* **Task to complete**
In how many lines of the records does the string "concrete" appear? State only the number.

* **Dataset records**
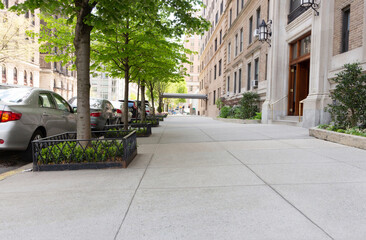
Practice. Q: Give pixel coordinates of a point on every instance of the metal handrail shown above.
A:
(272, 104)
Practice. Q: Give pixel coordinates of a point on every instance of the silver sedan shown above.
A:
(29, 113)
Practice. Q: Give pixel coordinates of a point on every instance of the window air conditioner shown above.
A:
(255, 83)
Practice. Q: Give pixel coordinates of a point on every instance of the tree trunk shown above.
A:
(82, 51)
(152, 98)
(160, 107)
(143, 111)
(127, 81)
(137, 100)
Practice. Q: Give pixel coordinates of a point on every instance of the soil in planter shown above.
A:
(73, 152)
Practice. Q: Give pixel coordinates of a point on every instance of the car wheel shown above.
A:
(38, 134)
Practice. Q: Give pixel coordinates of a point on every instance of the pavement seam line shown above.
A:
(138, 186)
(285, 199)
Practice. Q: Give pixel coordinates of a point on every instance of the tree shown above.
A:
(349, 98)
(15, 43)
(99, 15)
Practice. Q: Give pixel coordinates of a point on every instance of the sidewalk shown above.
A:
(196, 178)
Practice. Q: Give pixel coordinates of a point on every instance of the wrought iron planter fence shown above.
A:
(153, 121)
(65, 152)
(142, 129)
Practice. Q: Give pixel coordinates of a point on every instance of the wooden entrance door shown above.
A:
(298, 74)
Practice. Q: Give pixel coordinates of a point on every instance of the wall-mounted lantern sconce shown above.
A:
(265, 32)
(310, 4)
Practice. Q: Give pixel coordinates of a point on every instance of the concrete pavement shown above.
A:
(196, 178)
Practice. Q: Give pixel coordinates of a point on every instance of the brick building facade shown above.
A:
(29, 68)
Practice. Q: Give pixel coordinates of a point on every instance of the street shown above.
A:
(197, 178)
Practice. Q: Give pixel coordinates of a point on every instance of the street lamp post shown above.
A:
(310, 4)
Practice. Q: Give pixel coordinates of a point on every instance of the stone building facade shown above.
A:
(212, 57)
(192, 43)
(308, 50)
(232, 59)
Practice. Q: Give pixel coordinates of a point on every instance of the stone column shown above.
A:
(320, 60)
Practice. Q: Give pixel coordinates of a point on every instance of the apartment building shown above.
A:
(21, 62)
(212, 57)
(232, 59)
(309, 47)
(192, 43)
(246, 57)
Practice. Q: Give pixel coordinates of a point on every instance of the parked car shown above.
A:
(132, 107)
(118, 106)
(28, 113)
(102, 113)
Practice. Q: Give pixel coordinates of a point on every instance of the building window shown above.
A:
(256, 69)
(234, 82)
(249, 70)
(231, 17)
(241, 39)
(15, 76)
(220, 67)
(236, 45)
(3, 74)
(346, 13)
(25, 78)
(215, 68)
(239, 85)
(228, 84)
(265, 71)
(295, 10)
(250, 29)
(229, 52)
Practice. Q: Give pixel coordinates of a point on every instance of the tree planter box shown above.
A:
(341, 138)
(159, 117)
(65, 152)
(242, 121)
(141, 126)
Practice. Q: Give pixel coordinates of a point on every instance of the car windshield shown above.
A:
(116, 104)
(13, 95)
(95, 103)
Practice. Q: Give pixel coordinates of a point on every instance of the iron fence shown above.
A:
(63, 151)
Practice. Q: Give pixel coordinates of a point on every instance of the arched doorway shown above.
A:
(299, 73)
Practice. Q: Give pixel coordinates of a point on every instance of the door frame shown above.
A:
(293, 110)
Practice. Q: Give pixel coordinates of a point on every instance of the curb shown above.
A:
(15, 171)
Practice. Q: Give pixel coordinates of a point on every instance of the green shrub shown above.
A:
(349, 98)
(258, 116)
(249, 105)
(225, 111)
(71, 152)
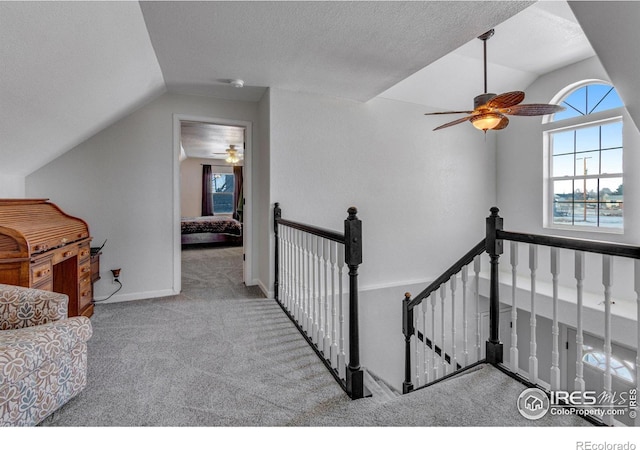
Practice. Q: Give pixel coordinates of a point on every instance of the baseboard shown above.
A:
(136, 296)
(267, 293)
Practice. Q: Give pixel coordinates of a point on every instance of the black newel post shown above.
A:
(494, 249)
(407, 330)
(353, 258)
(277, 213)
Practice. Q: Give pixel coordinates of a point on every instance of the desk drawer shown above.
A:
(84, 269)
(64, 253)
(41, 272)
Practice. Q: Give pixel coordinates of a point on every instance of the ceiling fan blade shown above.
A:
(455, 122)
(506, 100)
(448, 112)
(503, 124)
(533, 109)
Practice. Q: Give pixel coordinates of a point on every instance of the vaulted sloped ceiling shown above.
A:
(612, 28)
(70, 69)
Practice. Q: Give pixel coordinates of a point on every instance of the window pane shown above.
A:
(575, 103)
(563, 166)
(612, 100)
(562, 143)
(611, 161)
(223, 203)
(587, 139)
(588, 163)
(563, 190)
(585, 214)
(611, 189)
(612, 135)
(222, 182)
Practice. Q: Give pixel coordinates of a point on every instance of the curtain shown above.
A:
(238, 197)
(207, 189)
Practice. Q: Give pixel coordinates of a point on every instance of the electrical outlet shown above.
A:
(116, 275)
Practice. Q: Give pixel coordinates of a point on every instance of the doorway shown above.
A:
(209, 141)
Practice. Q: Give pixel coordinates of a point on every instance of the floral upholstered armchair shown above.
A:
(43, 354)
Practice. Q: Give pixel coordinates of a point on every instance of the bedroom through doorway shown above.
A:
(212, 186)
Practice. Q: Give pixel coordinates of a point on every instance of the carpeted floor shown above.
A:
(221, 355)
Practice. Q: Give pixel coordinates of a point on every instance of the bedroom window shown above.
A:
(222, 194)
(585, 171)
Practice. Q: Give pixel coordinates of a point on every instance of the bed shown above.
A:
(211, 229)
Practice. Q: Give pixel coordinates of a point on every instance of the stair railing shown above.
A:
(435, 354)
(309, 287)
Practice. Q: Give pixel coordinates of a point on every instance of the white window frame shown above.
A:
(214, 193)
(549, 127)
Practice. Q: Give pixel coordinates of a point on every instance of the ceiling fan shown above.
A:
(490, 110)
(233, 155)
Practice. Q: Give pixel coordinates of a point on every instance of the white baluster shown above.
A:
(425, 360)
(443, 366)
(579, 275)
(285, 273)
(290, 278)
(636, 273)
(310, 293)
(434, 365)
(341, 355)
(322, 272)
(325, 332)
(416, 314)
(465, 350)
(476, 269)
(317, 258)
(453, 284)
(513, 355)
(555, 329)
(299, 303)
(533, 359)
(334, 319)
(607, 282)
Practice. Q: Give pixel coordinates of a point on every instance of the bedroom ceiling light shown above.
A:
(232, 155)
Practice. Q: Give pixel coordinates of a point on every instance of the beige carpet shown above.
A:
(221, 355)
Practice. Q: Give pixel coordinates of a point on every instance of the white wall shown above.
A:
(263, 213)
(191, 183)
(121, 182)
(422, 196)
(12, 186)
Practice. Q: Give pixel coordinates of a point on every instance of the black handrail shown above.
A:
(451, 271)
(352, 240)
(600, 247)
(311, 229)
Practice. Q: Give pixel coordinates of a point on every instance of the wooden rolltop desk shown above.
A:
(44, 248)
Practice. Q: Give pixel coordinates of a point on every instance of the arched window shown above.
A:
(584, 154)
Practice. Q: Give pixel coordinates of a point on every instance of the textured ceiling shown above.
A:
(207, 140)
(612, 28)
(353, 50)
(538, 40)
(70, 69)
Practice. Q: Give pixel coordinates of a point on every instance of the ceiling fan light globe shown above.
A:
(486, 121)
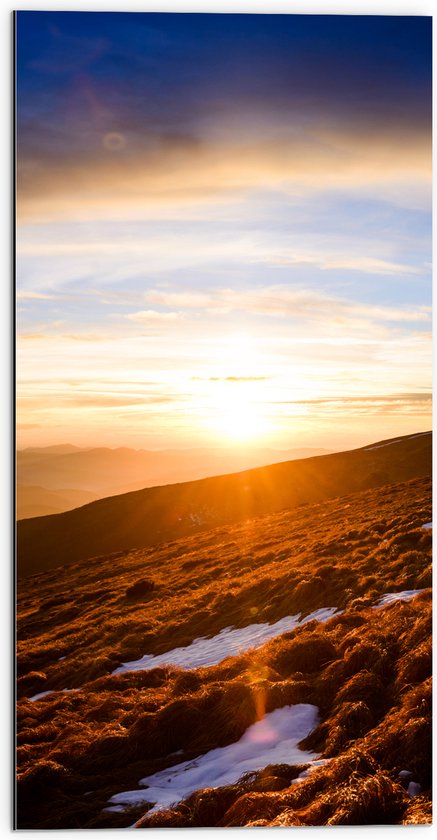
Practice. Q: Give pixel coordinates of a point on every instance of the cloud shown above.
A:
(26, 294)
(104, 401)
(151, 316)
(282, 301)
(230, 378)
(293, 162)
(330, 262)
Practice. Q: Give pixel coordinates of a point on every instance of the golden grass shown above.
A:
(367, 670)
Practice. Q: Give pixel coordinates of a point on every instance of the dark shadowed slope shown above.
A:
(39, 501)
(110, 472)
(159, 514)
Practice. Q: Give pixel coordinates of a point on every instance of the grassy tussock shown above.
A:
(367, 670)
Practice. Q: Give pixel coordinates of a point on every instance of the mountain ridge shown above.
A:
(160, 514)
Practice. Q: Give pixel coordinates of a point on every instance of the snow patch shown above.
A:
(391, 442)
(231, 641)
(272, 740)
(391, 597)
(38, 696)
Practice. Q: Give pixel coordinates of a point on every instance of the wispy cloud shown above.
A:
(151, 316)
(283, 301)
(310, 161)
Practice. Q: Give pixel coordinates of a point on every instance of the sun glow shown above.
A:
(240, 420)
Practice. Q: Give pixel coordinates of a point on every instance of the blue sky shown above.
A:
(224, 228)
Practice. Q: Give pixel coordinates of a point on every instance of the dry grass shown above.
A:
(367, 670)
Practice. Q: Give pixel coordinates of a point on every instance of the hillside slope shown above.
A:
(157, 514)
(108, 472)
(359, 567)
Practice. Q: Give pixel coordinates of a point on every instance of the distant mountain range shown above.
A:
(160, 514)
(54, 479)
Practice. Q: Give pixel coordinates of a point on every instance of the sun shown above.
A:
(234, 396)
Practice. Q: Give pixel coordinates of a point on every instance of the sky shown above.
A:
(223, 229)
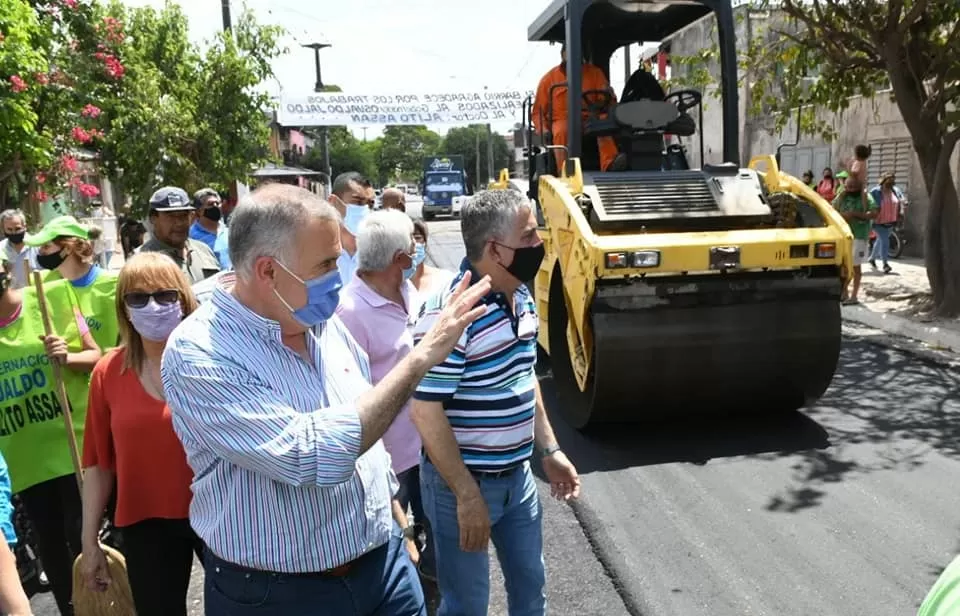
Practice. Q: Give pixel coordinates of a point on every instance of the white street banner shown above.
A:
(344, 109)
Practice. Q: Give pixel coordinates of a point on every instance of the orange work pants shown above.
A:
(607, 146)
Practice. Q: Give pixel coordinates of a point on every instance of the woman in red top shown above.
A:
(129, 437)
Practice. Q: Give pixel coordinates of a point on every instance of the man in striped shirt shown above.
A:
(271, 398)
(479, 414)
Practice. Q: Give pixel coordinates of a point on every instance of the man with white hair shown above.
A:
(22, 258)
(271, 398)
(479, 414)
(376, 307)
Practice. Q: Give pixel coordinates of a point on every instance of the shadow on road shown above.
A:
(884, 410)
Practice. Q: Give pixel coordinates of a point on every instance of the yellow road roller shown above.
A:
(669, 290)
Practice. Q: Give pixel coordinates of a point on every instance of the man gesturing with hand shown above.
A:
(480, 414)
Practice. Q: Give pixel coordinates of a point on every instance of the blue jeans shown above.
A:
(881, 246)
(516, 532)
(409, 495)
(382, 582)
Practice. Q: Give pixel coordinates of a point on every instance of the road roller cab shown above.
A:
(667, 289)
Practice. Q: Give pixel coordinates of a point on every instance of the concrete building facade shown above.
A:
(874, 121)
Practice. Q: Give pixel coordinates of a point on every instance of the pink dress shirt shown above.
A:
(382, 328)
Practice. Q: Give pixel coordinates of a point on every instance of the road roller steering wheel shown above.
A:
(598, 101)
(685, 99)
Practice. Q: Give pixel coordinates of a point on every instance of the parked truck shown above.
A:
(444, 179)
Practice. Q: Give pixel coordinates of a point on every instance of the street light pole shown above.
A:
(225, 10)
(318, 87)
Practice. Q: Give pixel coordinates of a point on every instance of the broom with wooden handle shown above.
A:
(116, 599)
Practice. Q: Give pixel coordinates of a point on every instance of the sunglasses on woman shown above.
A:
(164, 298)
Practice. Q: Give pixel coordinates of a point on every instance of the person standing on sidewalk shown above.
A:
(271, 398)
(22, 258)
(377, 308)
(480, 413)
(207, 226)
(64, 248)
(890, 200)
(850, 204)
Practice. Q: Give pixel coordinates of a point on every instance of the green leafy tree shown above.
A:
(189, 116)
(59, 60)
(466, 140)
(852, 48)
(402, 149)
(347, 153)
(817, 55)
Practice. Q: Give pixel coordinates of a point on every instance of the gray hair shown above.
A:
(381, 236)
(489, 215)
(266, 221)
(11, 214)
(342, 182)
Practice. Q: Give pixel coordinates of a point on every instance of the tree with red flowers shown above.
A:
(58, 61)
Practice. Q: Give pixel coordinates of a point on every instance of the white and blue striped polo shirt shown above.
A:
(487, 384)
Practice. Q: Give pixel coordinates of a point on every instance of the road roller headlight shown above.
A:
(825, 250)
(646, 258)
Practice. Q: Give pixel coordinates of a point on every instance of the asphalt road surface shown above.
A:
(847, 508)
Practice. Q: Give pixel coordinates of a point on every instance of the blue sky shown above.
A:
(400, 46)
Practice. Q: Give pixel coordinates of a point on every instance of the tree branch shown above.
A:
(915, 12)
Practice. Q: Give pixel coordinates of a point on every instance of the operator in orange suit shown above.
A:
(592, 79)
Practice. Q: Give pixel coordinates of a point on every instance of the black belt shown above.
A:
(336, 572)
(486, 474)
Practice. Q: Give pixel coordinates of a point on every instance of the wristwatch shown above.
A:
(549, 451)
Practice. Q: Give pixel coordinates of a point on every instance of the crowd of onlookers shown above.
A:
(872, 213)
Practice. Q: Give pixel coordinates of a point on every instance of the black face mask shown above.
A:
(51, 261)
(212, 213)
(526, 262)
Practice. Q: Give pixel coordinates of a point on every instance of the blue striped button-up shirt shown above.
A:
(274, 441)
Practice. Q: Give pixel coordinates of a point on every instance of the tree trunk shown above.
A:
(942, 235)
(934, 147)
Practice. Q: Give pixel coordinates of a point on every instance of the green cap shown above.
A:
(61, 226)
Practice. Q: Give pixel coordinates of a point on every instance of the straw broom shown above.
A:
(116, 599)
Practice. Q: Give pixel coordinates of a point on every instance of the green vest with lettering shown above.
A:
(33, 436)
(98, 303)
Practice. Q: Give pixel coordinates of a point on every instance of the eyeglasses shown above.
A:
(164, 298)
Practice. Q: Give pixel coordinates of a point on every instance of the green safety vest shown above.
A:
(98, 303)
(32, 433)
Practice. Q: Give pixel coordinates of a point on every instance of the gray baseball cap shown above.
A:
(171, 199)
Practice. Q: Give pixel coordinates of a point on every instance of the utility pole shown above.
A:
(490, 151)
(318, 87)
(476, 177)
(225, 9)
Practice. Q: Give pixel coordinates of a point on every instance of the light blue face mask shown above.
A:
(354, 216)
(418, 256)
(323, 296)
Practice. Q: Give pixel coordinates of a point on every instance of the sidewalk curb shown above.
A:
(938, 340)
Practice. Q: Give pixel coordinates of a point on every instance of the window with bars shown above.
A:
(893, 155)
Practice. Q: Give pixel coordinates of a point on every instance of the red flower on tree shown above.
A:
(80, 134)
(17, 84)
(69, 163)
(88, 190)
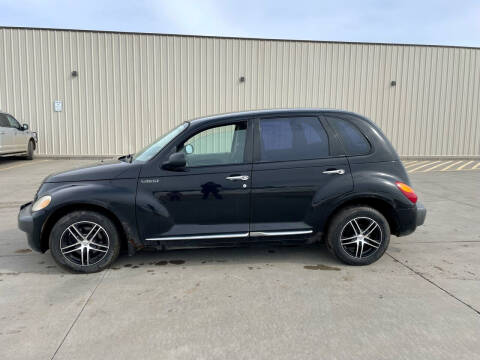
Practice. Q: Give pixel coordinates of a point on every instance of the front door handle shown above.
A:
(336, 171)
(238, 178)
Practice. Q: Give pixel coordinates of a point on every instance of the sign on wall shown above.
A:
(57, 105)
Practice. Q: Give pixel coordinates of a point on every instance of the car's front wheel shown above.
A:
(358, 235)
(84, 241)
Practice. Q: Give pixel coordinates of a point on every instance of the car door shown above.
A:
(7, 136)
(298, 166)
(20, 140)
(209, 199)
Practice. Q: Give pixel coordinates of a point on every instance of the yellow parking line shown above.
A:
(415, 163)
(461, 167)
(21, 165)
(438, 165)
(449, 166)
(422, 166)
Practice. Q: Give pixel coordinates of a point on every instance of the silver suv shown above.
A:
(16, 139)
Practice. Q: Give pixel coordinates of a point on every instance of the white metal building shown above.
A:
(107, 93)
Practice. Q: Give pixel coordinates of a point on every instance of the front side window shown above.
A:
(4, 121)
(153, 149)
(220, 145)
(295, 138)
(354, 141)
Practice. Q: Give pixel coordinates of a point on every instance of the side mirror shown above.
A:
(175, 162)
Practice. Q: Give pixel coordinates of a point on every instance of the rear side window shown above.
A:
(292, 138)
(354, 141)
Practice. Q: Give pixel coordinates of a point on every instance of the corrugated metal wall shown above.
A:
(131, 88)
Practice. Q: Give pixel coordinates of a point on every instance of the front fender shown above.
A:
(117, 197)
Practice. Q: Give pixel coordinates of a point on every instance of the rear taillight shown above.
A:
(407, 191)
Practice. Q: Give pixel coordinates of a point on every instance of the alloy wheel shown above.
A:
(361, 237)
(84, 243)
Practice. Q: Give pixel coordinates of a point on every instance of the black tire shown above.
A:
(30, 150)
(103, 250)
(348, 225)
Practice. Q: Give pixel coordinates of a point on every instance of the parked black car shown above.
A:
(274, 175)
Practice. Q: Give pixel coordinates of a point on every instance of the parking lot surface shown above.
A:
(420, 301)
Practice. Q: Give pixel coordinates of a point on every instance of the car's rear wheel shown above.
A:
(84, 241)
(358, 235)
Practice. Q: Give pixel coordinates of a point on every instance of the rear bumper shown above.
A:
(421, 214)
(409, 219)
(31, 224)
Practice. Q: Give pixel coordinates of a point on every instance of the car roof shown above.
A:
(253, 113)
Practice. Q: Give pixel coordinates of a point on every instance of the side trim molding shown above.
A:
(229, 236)
(200, 237)
(280, 233)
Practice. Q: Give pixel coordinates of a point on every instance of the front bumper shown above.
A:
(32, 224)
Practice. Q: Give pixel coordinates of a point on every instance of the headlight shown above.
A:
(41, 203)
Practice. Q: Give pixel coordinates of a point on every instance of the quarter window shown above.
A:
(221, 145)
(13, 123)
(354, 141)
(295, 138)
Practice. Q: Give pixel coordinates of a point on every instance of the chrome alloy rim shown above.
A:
(361, 237)
(84, 243)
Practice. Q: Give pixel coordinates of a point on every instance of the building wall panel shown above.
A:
(131, 88)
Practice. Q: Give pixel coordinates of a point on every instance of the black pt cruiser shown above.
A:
(302, 175)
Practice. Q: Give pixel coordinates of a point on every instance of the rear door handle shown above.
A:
(238, 178)
(337, 171)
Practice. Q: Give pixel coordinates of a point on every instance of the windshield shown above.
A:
(151, 150)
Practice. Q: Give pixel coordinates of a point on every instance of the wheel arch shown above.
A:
(378, 203)
(64, 210)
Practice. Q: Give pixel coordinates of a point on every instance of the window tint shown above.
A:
(354, 141)
(217, 146)
(296, 138)
(13, 123)
(4, 121)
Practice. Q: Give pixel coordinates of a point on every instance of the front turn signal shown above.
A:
(41, 203)
(407, 191)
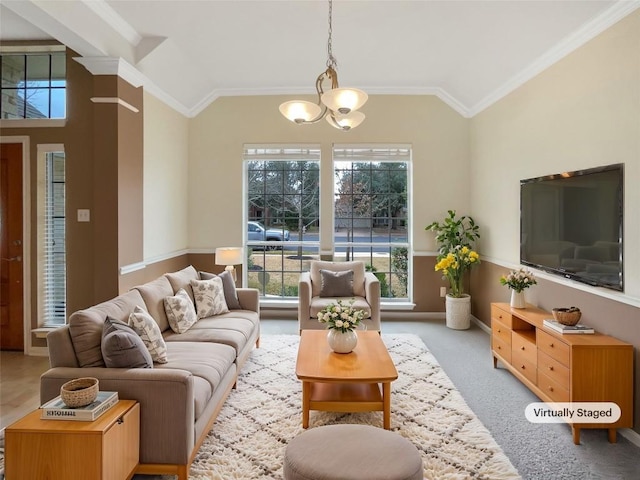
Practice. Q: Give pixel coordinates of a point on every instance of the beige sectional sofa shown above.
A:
(179, 399)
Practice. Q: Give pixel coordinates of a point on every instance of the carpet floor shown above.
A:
(258, 420)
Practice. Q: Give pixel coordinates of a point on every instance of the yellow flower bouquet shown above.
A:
(454, 264)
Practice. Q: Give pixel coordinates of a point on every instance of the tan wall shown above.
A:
(582, 112)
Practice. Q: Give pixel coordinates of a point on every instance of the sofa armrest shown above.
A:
(304, 298)
(372, 295)
(166, 398)
(249, 299)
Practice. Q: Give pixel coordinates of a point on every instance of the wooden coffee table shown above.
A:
(359, 381)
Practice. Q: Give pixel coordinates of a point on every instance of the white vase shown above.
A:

* **Answer space**
2